[Excerpted data]:

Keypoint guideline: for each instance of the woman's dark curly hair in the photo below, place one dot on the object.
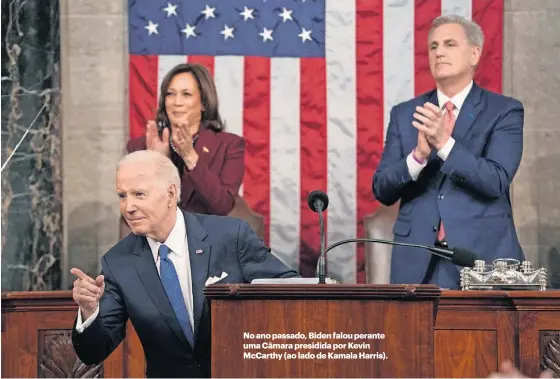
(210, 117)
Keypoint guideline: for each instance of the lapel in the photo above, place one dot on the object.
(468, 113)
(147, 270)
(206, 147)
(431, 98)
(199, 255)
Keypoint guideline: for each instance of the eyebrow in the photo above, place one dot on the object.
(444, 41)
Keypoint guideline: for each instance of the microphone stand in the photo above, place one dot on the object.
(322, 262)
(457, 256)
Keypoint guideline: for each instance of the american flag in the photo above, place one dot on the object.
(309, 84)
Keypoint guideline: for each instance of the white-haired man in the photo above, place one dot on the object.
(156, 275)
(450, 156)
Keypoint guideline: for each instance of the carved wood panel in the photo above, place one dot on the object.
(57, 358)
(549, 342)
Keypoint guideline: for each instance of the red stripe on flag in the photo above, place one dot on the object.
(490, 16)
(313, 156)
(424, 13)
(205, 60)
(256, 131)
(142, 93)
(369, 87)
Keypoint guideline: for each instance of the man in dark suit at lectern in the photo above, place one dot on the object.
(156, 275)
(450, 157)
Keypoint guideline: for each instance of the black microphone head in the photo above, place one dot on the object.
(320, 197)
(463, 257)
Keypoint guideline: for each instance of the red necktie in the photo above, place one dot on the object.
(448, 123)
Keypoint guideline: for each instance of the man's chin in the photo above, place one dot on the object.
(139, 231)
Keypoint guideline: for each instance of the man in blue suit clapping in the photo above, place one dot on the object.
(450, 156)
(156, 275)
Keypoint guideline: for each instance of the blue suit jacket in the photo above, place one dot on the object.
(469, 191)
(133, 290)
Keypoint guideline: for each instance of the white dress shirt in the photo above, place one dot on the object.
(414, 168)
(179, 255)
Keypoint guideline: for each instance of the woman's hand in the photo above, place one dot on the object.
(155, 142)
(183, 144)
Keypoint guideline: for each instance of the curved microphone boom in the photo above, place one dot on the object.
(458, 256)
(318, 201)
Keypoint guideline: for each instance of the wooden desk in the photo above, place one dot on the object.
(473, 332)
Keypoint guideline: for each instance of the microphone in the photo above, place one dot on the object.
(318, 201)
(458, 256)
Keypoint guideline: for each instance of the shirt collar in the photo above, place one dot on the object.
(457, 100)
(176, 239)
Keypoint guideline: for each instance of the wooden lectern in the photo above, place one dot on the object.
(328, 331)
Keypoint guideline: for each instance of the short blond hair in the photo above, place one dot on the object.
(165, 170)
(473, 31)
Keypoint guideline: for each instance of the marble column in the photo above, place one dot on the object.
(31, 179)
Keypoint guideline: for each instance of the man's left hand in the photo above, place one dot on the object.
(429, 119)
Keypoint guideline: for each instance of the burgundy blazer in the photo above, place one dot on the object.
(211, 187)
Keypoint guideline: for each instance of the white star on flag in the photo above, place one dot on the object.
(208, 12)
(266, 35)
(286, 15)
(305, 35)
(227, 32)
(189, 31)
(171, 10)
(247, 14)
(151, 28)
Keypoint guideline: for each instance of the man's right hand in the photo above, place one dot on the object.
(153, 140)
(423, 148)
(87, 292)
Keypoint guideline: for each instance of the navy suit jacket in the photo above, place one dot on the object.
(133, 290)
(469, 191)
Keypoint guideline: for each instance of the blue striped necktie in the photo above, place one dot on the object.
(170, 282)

...

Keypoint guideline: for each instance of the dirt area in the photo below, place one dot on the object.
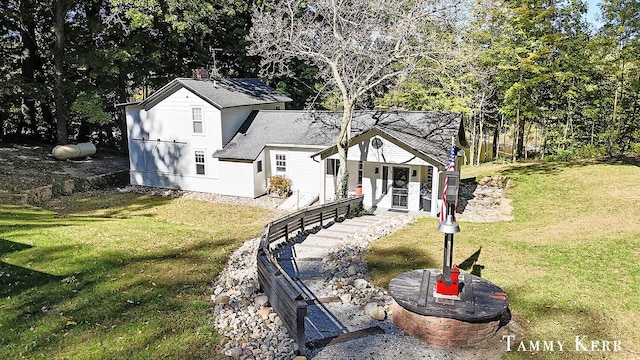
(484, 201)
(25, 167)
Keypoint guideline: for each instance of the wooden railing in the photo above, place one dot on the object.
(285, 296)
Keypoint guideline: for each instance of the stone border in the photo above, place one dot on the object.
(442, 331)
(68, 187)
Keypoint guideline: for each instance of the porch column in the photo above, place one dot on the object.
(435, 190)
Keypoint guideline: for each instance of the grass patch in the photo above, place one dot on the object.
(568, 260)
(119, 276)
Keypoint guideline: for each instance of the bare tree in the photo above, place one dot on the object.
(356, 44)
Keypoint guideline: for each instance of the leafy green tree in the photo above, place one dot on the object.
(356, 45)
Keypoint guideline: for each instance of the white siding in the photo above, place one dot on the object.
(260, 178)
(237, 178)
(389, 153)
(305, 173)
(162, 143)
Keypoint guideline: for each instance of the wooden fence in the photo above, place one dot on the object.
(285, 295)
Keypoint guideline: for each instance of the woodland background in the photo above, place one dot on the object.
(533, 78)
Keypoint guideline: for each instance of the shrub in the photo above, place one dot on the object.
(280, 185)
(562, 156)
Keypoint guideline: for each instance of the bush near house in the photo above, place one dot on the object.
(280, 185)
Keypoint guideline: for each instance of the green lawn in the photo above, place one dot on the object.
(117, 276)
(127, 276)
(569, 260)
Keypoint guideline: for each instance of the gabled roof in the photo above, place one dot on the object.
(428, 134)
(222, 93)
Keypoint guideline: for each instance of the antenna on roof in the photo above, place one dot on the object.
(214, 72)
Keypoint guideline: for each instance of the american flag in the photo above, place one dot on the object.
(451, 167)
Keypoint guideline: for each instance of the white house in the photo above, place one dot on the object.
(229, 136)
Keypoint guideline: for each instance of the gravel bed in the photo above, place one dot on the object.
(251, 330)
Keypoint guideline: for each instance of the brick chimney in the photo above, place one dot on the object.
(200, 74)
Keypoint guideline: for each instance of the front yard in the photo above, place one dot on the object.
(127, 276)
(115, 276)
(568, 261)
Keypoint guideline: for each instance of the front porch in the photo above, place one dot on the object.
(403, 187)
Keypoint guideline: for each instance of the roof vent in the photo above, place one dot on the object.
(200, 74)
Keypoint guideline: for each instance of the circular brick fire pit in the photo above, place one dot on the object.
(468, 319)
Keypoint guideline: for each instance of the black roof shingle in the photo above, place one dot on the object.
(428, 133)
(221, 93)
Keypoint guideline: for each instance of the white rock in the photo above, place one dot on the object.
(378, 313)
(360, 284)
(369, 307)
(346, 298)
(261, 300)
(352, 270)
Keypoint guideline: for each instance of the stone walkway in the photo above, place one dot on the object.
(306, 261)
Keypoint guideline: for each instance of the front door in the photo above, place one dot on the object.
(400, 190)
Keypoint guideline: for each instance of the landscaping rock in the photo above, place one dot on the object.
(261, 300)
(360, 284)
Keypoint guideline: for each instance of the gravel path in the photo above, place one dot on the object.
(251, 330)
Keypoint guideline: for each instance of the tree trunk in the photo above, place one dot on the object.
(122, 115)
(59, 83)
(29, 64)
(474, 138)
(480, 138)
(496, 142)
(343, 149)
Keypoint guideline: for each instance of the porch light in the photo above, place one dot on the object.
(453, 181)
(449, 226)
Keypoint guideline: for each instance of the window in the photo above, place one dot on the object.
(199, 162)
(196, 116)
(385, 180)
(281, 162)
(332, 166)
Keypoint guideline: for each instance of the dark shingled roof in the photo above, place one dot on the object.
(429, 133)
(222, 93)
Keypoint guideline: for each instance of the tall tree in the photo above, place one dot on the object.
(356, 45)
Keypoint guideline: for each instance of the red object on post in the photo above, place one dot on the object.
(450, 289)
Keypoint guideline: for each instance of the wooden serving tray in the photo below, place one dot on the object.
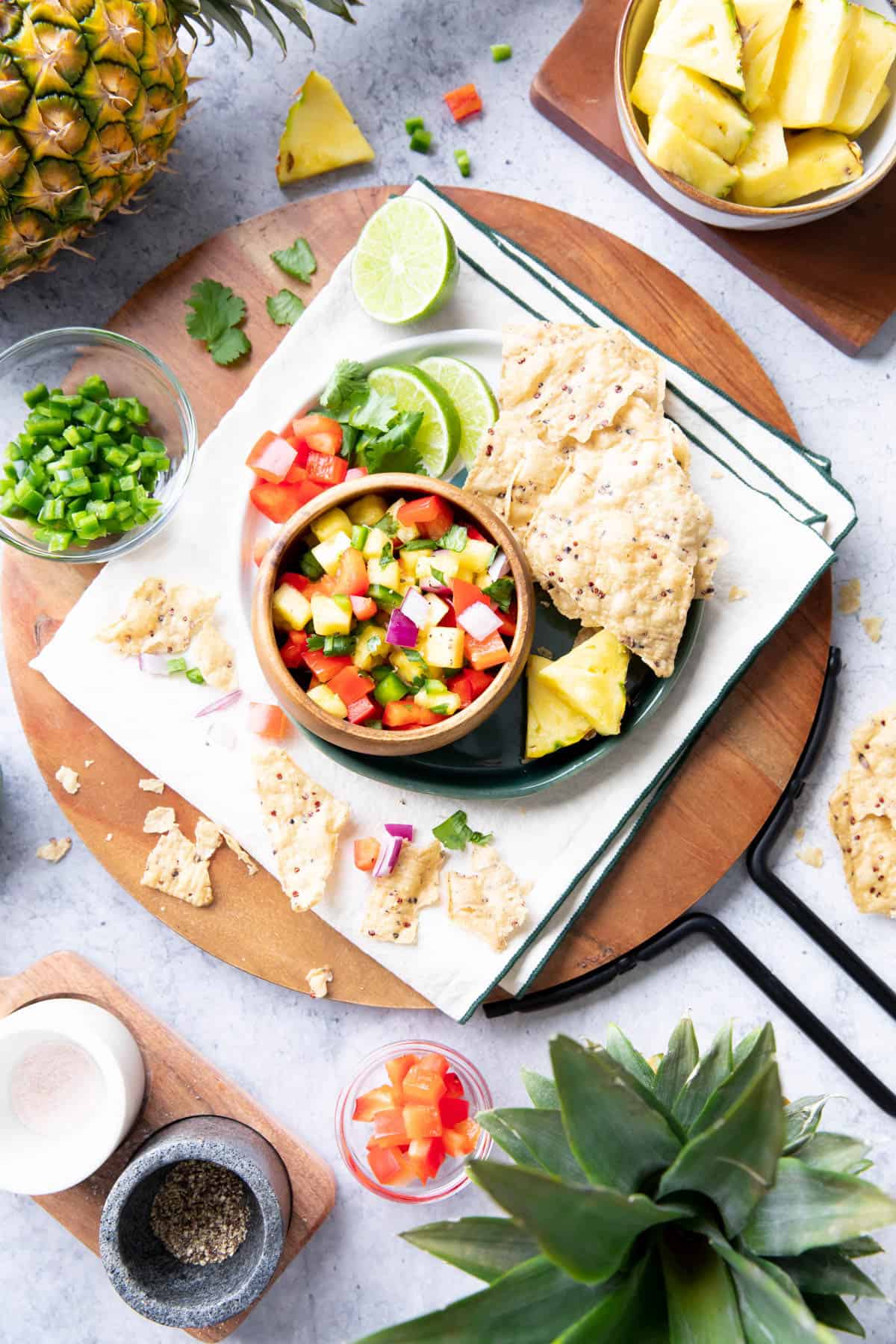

[What you have to do]: Return every line of the records above that contains the word "jacket", treating case as significant.

[Final result]:
Keypoint guideline: for each instance of the blue suit jacket in the photo above, place one dot on the object.
Keypoint guideline: for each instance of the navy suit jacket in the photo above, place one dot on the object.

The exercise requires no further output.